**Exercise instructions**: Within the entries below, find each line containing the word "white" and copy it.

**Information provided**:

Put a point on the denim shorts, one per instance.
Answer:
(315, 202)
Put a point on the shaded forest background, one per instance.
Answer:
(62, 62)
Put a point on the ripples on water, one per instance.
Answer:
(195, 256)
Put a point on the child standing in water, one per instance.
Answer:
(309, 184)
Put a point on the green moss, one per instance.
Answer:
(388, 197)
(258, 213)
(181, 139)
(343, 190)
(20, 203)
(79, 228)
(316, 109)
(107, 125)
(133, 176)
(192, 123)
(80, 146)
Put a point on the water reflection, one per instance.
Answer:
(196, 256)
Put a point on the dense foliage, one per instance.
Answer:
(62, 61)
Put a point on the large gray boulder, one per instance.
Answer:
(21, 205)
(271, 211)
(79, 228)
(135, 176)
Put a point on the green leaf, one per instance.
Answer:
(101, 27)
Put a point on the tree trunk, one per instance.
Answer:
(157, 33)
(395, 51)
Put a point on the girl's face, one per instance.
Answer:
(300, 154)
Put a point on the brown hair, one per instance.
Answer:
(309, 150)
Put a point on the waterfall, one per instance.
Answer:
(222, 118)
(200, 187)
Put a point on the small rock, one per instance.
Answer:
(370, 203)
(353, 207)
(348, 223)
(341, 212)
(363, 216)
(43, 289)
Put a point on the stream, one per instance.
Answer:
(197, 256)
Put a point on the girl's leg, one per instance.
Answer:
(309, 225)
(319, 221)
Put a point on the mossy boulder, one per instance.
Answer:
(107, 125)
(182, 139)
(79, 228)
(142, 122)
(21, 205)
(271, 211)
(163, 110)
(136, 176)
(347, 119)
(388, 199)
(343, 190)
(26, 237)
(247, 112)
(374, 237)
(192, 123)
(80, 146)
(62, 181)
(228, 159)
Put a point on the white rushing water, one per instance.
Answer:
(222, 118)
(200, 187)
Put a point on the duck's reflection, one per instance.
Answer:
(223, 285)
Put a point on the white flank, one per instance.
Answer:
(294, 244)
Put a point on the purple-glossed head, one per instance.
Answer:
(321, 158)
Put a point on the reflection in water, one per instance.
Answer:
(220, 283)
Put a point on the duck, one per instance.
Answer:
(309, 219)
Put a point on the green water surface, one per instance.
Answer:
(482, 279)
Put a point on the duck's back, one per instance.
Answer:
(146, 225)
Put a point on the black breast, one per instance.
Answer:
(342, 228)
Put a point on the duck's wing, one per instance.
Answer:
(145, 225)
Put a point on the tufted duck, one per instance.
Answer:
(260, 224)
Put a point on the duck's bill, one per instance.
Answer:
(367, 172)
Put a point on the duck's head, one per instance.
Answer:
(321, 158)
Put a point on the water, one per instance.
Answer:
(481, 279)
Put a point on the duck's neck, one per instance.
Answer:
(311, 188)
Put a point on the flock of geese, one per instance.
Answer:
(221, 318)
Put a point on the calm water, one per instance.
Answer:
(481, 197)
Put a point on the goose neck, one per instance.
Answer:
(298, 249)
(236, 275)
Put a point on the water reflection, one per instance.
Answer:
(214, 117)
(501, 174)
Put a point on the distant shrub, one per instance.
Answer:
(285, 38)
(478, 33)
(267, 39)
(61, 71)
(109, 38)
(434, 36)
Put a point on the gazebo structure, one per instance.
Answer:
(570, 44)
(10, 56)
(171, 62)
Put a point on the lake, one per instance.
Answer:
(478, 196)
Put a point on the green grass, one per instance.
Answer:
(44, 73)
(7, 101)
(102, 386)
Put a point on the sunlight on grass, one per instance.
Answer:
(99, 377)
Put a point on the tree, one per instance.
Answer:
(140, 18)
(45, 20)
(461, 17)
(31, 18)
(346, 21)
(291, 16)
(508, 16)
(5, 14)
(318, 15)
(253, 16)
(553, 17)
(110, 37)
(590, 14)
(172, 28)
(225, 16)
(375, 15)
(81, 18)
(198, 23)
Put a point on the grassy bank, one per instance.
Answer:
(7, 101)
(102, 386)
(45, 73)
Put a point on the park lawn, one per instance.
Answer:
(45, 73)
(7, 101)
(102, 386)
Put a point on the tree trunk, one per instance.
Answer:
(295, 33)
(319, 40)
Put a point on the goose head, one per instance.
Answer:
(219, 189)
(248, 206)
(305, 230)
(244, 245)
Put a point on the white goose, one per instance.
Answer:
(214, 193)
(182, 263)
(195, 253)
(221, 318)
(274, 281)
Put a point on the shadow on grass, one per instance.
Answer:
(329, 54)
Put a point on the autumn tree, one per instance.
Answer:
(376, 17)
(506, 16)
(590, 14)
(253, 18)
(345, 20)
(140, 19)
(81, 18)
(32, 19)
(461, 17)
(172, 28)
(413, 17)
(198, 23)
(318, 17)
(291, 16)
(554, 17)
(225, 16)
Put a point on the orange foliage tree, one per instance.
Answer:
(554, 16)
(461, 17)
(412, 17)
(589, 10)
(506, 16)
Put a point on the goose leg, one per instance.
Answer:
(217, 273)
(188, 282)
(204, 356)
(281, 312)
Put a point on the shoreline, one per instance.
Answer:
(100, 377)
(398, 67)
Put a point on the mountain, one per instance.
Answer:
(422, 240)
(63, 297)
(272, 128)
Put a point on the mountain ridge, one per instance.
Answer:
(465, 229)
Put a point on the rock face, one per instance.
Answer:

**Reply to the task**:
Put a point on the white rushing water, one per instance.
Put a point on the white flank, one per instance.
Put a point on the white goose, one per instance.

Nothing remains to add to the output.